2 rectangles of heavy weight or 2 x medium weight interfacing 1.25 x 5.25" for the tabs

For the fabric tabs you could use the outer fabric as I did, or the lining, or even twill tape or that webby strapping stuff.  Rope comes in a lot of varieties, pick whatever you like the look of, if it's 6-8mm it will be strong enough, unless you're carrying bricks round with you.

The seam allowance is 1/2".  For the tabs it is 1/4".  



1. Gluing the rope.  We start with the rope.  Cut your rope in half.  Glue the ends.  You could dip it in PVA glue, or in Mod Podge.  I'm pretty sure you could sew the ends closed or bind them with thread too.  This is just to stop the rope unravelling.  The reason we do this first is to give the glue time to dry whilst we do the sewing.



2. Preparing the pieces.  Cut out your fabric and fleece/interfacing.  Iron the interfacing to the back of the outer fabric.  Iron the interfacing to the tabs.  If you're using medium-weight interfacing, iron on two layers.  These tabs need to be quite hardwearing, so if you're using webbing or twill tape, they may be strong enough without interfacing.  

If you wish to add inner pockets, now is the time to do it.  I know some of you expressed interest in the inset zip pockets I used, but the instructions for that pocket are from Lisa Lam's Bag Making Bible and I can't reproduce them here.  I'm sure if you google it, you can find many tutorials to make whatever kind of pockets you like - slip pockets, zip pockets, elasticated pockets.  When adding your pockets, remember that the top 2" of the bag will be for the rope casing and there is also a 1/2" seam allowance all the way round.



3. Sewing the tabs.  Fold the tabs longways right-sides together and sew down the long edge.  

Like this (above)

**GIVEN PROBLEM 1**
Reproduce everything in the bag-sewing instructions from "1. Gluing the" down to "enough without interfacing.".
**GIVEN PROBLEM 2**
Answer these questions using the bag-sewing instructions:
(a) What is the seam allowance for the tabs?
(b) Which two products are named for dipping the rope ends in?
(c) How much of the top of the bag is set aside for the rope casing?
**GIVEN PROBLEM 3**
Go on with the bag-sewing instructions from the point where they stop.
The records after this point are separate material and not part of the bag-sewing instructions.

**Excerpts of location labeling data**
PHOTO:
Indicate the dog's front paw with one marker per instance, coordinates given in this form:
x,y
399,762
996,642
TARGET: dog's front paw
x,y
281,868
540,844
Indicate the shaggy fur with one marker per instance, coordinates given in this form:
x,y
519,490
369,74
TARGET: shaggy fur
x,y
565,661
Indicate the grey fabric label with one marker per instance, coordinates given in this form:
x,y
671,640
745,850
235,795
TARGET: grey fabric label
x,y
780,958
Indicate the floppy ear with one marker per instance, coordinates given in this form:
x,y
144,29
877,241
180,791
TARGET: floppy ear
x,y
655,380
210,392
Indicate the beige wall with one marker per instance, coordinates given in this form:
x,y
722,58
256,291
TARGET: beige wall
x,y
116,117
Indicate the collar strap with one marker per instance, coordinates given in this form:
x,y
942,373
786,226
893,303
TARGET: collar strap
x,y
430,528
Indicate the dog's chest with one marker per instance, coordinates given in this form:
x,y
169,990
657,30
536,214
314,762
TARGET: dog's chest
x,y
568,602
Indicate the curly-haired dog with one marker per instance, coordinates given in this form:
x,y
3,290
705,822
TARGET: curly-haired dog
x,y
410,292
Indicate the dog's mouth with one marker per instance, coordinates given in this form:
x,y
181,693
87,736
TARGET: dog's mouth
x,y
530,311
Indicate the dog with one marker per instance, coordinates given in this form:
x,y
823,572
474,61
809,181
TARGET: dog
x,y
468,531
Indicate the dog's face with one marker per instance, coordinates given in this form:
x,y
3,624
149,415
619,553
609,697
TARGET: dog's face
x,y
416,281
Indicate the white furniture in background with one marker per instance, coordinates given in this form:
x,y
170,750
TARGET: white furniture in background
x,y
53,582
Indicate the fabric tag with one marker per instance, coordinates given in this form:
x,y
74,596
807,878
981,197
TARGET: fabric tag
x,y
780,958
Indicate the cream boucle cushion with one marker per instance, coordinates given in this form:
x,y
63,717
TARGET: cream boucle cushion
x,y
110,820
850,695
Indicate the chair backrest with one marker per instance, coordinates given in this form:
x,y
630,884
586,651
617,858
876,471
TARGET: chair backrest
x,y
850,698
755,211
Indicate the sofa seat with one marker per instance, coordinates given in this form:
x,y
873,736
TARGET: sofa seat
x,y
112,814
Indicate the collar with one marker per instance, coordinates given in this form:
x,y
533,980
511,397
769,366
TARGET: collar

**TASK RESPONSE 1**
1. Gluing the rope.  We start with the rope.  Cut your rope in half.  Glue the ends.  You could dip it in PVA glue, or in Mod Podge.  I'm pretty sure you could sew the ends closed or bind them with thread too.  This is just to stop the rope unravelling.  The reason we do this first is to give the glue time to dry whilst we do the sewing.



2. Preparing the pieces.  Cut out your fabric and fleece/interfacing.  Iron the interfacing to the back of the outer fabric.  Iron the interfacing to the tabs.  If you're using medium-weight interfacing, iron on two layers.  These tabs need to be quite hardwearing, so if you're using webbing or twill tape, they may be strong enough without interfacing.

**TASK RESPONSE 2**
(a) 1/4".
(b) PVA glue and Mod Podge.
(c) The top 2".

**TASK RESPONSE 3**
Turn the tabs right-side out, press and top stitch down each edge.  The ends will not be seen.  If you prefer, you can iron the tabs in half wrong-sides together, open them out and fold the edges to the centre, then fold them in half again.  I don't use this method as I can never get it to look nice.


4. Attaching the tabs to the bag.  Take one of your outer pieces.  Measure 2.5" up from the bottom (the short edges are the top and bottom) and pin your tab, folded in half, to the panel.  Repeat for the other side.


Stitch over the tab 1/4" away from the edge of the fabric.  Go back and forth over it several times.


5. Stitching the outer and inner panels together.  Place one outer panel and one inner panel right-sides together.  Pin along the top edge (one of the shorter ones, the opposite end to the tabs).  Stitch using a 1/2" seam allowance, back tacking at each end.


6. Open the panels out and fold them wrong-sides together.  Press your top seam.  It's a good idea to take your time at this point and make sure the seam is neat and not twisting over to one side.  This will be the top edge of your bag and if the lining is encroaching on the outer, it will be obvious.


7. Sewing up the bag.  Open out one of your panels, right-side up.  Carefully lay the other panel on top, right-side down.  The outer needs to be on the outer, and the lining on the lining. Make sure the top seam is carefully lined up and pin all the way round.


8. Marking the gaps for the rope channel.  Measuring from the seam, mark 1" and 2" down from the seam, on both the outer and lining.  I've used a Frixxon pen, but use whatever you like.  These 1" areas will not be sewn, they will form the holes to feed the rope through.  Repeat on the other side of the seam.


9. Marking the turning gap.  Mark a gap approx 5" in the lining, down one of the sides.  This is your turning gap.  Incidentally, the dark pink fabric you see there is one of my pockets.


10. Sewing it up.  Sew all around the rectangle, leaving your 4 x 1" gaps and your turning gap unsewn.  Make sure to back tack at each gap.  I also reversed over my tabs again, to make them extra-secure.


11.  Pressing the seams.  Press your seams open in the area where the 1" gaps are and the turning gap.  This will make life a lot easier when you come to feed the rope through and sew up your turning gap.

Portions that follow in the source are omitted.